**PASSAGE FOR REVIEW:**
--------------------------------------------------

ECHO, which stands for Exceptional Children Have Opportunities, is a special education co-op that provides therapy and educational activities to students with mental and physical impairments. Instead of housing special needs students in separate facilities or making them travel to a remote location, special education teachers and therapists maintain satellite ECHO offices on the campuses of area schools, says director Larry Scaletta. "ECHO has six main sites at school buildings. Each had its own little Nortel [telephone] network," he says. "What we have been doing is making sure that all the sites are connected together," in order to cut costs associated with disparate service accounts.
ECHO issued a request for proposals last year to find a new phone system that would be easier on its budget. Scaletta quickly found that recent technological advances promised to bring big savings, and big changes, to ECHO. "It wasn't necessary for it to be [voice over IP], but that's what everybody came in with," Scaletta says. "The phone companies felt that we could save some money with that but still get a good product. SIPBox is the one that came back with the lowest bid."
SIPBox provided ECHO with consultation, implementation, network infrastructure, and custom development for a system that uses Asterisk Business Edition VoIP software and Digium PCI phone cards installed on a single Linux server in each location.
Scaletta says there have been few obstacles to getting ECHO's new phone system running smoothly. "The biggest challenge is that everybody wants to do things the exact same way they used to," Scaletta says. "If I had a phone on the wall, by God it better still be on the wall in the same place, as opposed to sitting next to a chair in the faculty lounge. It's changing the mindset."

--------------------------------------------------

**DATA EXTRACT:**
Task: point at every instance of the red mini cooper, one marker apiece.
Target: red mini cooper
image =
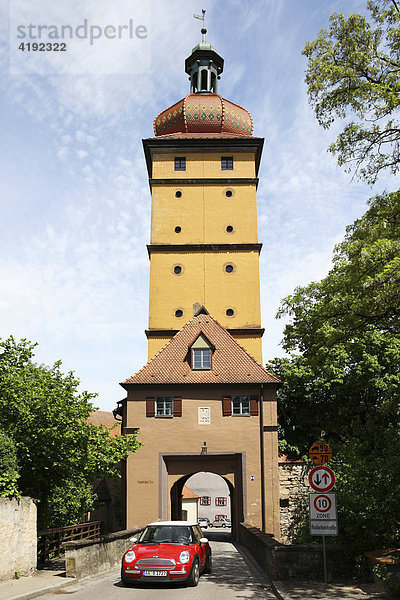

--------------------------------------------------

**TASK ITEM A:** List the services SIPBox provided to ECHO, as named in the article on ECHO's phone system.
**TASK ITEM B:** Translate this sentence from the article on ECHO's phone system into Spanish: "ECHO issued a request for proposals last year to find a new phone system that would be easier on its budget."
**TASK ITEM C:** Please resume the article on ECHO's phone system from the point where it stops.

**OUTPUT A:**
- Consultation
- Implementation
- Network infrastructure
- Custom development

**OUTPUT B:** ECHO emitió una solicitud de propuestas el año pasado para encontrar un nuevo sistema telefónico que pesara menos en su presupuesto.

**OUTPUT C:**
Beyond the immediate benefits of lower out-of-pocket costs, Scaletta says one of the money-saving aspects of the new phone system is that ECHO's front office staff is free to do more than just answer and route calls all day, since extensions are available via direct dial and an automatic voice mail system. "[Callers] can go right to whomever they want," he says. "That's a training process. It's incumbent on us to make sure we get our numbers out there. That frees up the operator to do other things, so we can change the workload." Callers can still dial the main number, but Scaletta says, "if you know the extensions, we're trying to lighten the workload on the ladies."
SIPBox's custom development services have made it easy for other employees to help lighten that load. "The principal wanted to be able to answer the main line from her office," he says. "Before she had to get up. Now we programmed the system so she can hit star 8 and pick up the line from the phone at her desk. SIPBox has been more than happy to do 99.9% of everything I say."
Scaletta says that when your business is counting the cost of a move to VoIP, don't forget to factor in the condition of the existing infrastructure. "What you have to do is make sure everyone agrees beforehand on specifications, and that everything is set before the switchover occurs. Do your homework and make sure you know what you want [from a telephony system] before you even start."